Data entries
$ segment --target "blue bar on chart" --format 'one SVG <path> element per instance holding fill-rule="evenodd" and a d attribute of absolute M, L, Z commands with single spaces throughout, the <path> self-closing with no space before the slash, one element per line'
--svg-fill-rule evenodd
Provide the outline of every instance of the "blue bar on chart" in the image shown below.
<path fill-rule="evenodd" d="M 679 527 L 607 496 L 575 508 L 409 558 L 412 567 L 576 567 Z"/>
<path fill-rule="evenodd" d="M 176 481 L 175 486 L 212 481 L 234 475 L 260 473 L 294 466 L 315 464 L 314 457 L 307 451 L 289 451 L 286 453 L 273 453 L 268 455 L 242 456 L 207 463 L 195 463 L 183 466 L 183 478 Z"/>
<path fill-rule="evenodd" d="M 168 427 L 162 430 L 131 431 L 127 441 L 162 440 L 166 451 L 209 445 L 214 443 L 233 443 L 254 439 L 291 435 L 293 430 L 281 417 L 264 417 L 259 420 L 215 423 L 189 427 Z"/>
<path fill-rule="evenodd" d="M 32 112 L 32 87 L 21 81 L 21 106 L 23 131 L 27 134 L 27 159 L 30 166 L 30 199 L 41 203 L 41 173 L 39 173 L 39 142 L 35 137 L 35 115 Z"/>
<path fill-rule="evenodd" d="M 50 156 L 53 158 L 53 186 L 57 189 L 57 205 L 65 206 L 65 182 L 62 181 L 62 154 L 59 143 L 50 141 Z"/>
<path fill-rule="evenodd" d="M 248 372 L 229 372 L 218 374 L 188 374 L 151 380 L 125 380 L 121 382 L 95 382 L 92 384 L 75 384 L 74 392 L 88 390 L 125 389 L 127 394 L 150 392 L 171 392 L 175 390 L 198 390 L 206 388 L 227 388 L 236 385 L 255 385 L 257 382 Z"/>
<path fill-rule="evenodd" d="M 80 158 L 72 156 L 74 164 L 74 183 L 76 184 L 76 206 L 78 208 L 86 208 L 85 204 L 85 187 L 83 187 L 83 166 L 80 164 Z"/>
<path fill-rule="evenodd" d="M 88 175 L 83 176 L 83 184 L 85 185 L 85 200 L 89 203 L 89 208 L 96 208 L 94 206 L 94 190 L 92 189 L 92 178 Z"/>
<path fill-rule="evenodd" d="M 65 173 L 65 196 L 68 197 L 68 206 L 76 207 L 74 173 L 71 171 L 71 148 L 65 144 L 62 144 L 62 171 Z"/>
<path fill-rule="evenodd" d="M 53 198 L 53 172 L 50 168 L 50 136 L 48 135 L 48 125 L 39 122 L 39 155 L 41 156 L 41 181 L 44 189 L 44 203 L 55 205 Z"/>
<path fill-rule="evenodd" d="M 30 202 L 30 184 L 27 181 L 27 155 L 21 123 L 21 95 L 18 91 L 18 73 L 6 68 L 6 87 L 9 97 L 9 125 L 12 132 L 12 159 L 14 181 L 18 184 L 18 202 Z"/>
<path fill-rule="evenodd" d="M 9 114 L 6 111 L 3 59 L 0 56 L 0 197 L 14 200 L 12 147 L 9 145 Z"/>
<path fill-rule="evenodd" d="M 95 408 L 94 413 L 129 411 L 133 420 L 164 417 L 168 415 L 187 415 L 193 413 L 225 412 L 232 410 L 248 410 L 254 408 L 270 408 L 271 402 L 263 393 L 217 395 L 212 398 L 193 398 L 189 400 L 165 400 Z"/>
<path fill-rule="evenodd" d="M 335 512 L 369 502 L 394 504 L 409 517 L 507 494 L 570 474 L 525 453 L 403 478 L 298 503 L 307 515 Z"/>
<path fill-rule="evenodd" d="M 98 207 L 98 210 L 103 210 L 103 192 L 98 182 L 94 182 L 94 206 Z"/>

TASK DESCRIPTION: Could you rewrite the entries above, substituting "red bar on graph" for every "blue bar on chart" and leaving all else unchanged?

THE ANSWER:
$ segment --target "red bar on graph" --format 'one SVG <path> element per instance holding fill-rule="evenodd" and a d attribute of absolute M, L, Z commands with single spaces throughout, the <path> self-closing with no space before the slash, one element per line'
--svg-fill-rule evenodd
Provide the outline of every instance of the "red bar on graph" in the image shown below.
<path fill-rule="evenodd" d="M 679 527 L 607 496 L 575 508 L 409 558 L 412 567 L 576 567 Z"/>
<path fill-rule="evenodd" d="M 176 481 L 175 486 L 212 481 L 234 475 L 260 473 L 294 466 L 315 464 L 314 457 L 307 451 L 289 451 L 286 453 L 273 453 L 268 455 L 242 456 L 207 463 L 195 463 L 183 466 L 183 478 Z"/>
<path fill-rule="evenodd" d="M 168 427 L 162 430 L 131 431 L 127 441 L 162 440 L 166 451 L 209 445 L 214 443 L 233 443 L 254 439 L 291 435 L 293 430 L 281 417 L 264 417 L 259 420 L 215 423 L 189 427 Z"/>
<path fill-rule="evenodd" d="M 32 112 L 32 87 L 21 81 L 21 106 L 23 131 L 27 134 L 27 159 L 30 166 L 30 199 L 41 203 L 41 173 L 39 173 L 39 142 L 35 137 L 35 115 Z"/>
<path fill-rule="evenodd" d="M 50 156 L 53 158 L 53 186 L 57 189 L 57 205 L 65 206 L 65 182 L 62 181 L 62 154 L 59 143 L 50 141 Z"/>
<path fill-rule="evenodd" d="M 248 372 L 229 372 L 218 374 L 188 374 L 151 380 L 125 380 L 121 382 L 95 382 L 92 384 L 75 384 L 74 392 L 88 390 L 125 389 L 127 394 L 150 392 L 171 392 L 175 390 L 198 390 L 206 388 L 227 388 L 236 385 L 255 385 L 257 382 Z"/>
<path fill-rule="evenodd" d="M 80 158 L 72 156 L 74 164 L 74 183 L 76 184 L 76 206 L 78 208 L 86 208 L 85 204 L 85 187 L 83 187 L 83 166 L 80 164 Z"/>
<path fill-rule="evenodd" d="M 88 175 L 83 176 L 83 184 L 85 185 L 85 200 L 89 203 L 89 208 L 96 208 L 94 206 L 94 190 L 92 189 L 92 178 Z"/>
<path fill-rule="evenodd" d="M 65 173 L 65 196 L 68 197 L 68 206 L 76 207 L 74 173 L 71 171 L 71 148 L 65 144 L 62 144 L 62 171 Z"/>
<path fill-rule="evenodd" d="M 53 198 L 53 172 L 50 168 L 50 136 L 48 135 L 48 125 L 39 122 L 39 155 L 41 156 L 41 181 L 44 189 L 44 203 L 55 205 Z"/>
<path fill-rule="evenodd" d="M 30 202 L 30 184 L 27 181 L 27 155 L 21 123 L 21 95 L 18 91 L 18 73 L 6 68 L 6 87 L 9 97 L 9 125 L 12 132 L 12 159 L 14 181 L 18 184 L 18 202 Z"/>
<path fill-rule="evenodd" d="M 9 114 L 6 111 L 3 59 L 0 56 L 0 197 L 14 200 L 12 147 L 9 145 Z"/>
<path fill-rule="evenodd" d="M 95 408 L 94 413 L 129 411 L 133 420 L 164 417 L 168 415 L 187 415 L 193 413 L 225 412 L 232 410 L 248 410 L 254 408 L 270 408 L 271 402 L 263 393 L 217 395 L 212 398 L 193 398 L 189 400 L 165 400 Z"/>
<path fill-rule="evenodd" d="M 335 512 L 369 502 L 394 504 L 409 517 L 507 494 L 570 474 L 525 453 L 403 478 L 298 503 L 307 515 Z"/>
<path fill-rule="evenodd" d="M 98 207 L 98 210 L 103 210 L 103 192 L 98 182 L 94 182 L 94 206 Z"/>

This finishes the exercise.